__GOAL__. Copy out the records word for word, starting at the line that contains "Where can you see the blue" and ending at the line that contains "[[376, 464]]", including both of those lines.
--- Start of GIVEN RECORDS ---
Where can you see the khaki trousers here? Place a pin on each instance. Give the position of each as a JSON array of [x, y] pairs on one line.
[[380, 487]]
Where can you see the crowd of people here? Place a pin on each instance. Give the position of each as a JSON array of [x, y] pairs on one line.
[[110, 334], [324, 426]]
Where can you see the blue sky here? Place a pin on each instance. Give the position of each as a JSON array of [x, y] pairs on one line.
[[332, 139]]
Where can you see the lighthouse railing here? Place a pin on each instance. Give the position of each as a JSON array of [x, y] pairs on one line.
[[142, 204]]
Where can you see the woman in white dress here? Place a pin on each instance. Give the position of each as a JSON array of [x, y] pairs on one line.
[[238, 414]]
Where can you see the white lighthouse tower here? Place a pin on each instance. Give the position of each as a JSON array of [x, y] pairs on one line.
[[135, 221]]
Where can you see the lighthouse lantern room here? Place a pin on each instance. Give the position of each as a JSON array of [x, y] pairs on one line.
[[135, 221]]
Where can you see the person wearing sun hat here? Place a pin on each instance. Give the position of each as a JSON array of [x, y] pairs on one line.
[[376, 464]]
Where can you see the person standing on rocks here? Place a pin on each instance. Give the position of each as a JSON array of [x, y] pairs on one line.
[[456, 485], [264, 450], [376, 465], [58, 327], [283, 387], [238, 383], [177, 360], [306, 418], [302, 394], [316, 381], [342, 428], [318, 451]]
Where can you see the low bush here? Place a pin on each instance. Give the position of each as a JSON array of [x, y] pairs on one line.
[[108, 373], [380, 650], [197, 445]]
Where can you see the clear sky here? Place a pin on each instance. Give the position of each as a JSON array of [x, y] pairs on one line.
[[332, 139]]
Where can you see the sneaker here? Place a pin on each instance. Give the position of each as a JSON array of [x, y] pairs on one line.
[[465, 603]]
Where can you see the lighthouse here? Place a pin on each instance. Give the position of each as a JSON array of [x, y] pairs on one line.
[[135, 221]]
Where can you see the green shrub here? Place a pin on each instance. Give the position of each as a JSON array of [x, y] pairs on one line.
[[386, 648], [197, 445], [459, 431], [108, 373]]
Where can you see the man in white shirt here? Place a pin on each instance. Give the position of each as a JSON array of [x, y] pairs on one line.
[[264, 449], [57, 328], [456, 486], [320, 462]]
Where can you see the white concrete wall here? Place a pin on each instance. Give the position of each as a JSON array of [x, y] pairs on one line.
--- End of GIVEN RECORDS ---
--- Start of GIVEN RECORDS ---
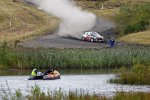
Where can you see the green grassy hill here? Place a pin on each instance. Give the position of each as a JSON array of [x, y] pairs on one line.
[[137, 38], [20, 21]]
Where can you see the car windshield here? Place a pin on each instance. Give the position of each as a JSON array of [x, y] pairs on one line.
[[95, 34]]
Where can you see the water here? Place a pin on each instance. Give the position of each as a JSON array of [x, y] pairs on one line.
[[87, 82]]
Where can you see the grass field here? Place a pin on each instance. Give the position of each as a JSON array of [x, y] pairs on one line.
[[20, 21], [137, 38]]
--- End of GIVEN RECORDS ---
__WRITTEN ANSWER__.
Where can you see the blue sky here? Place a pin on each instance. Give the position of each as a JSON array of [x, y] pairs on one line.
[[332, 139]]
Where can you see the lighthouse railing here? Place a pin on each instance. Give the position of each as a JSON array of [x, y] pairs on one line.
[[142, 204]]
Where can you see the woman in white dress here? Place a pin on each instance. Give the position of each as a JSON array of [x, y] pairs on one line.
[[238, 414]]
Where can you see the white lighthouse tower here? Place a pin on each instance. Give the position of each as a JSON array of [x, y] pairs on one line.
[[135, 221]]
Where can you see the lighthouse lantern room here? Place a pin on each instance. Give the position of each as a JSON array of [x, y] pairs on one line.
[[135, 221]]
Where can you see the person wearing sun hat here? Place a pin on each instance. Give the position of each as a JSON array of [x, y] pairs on one line.
[[376, 464]]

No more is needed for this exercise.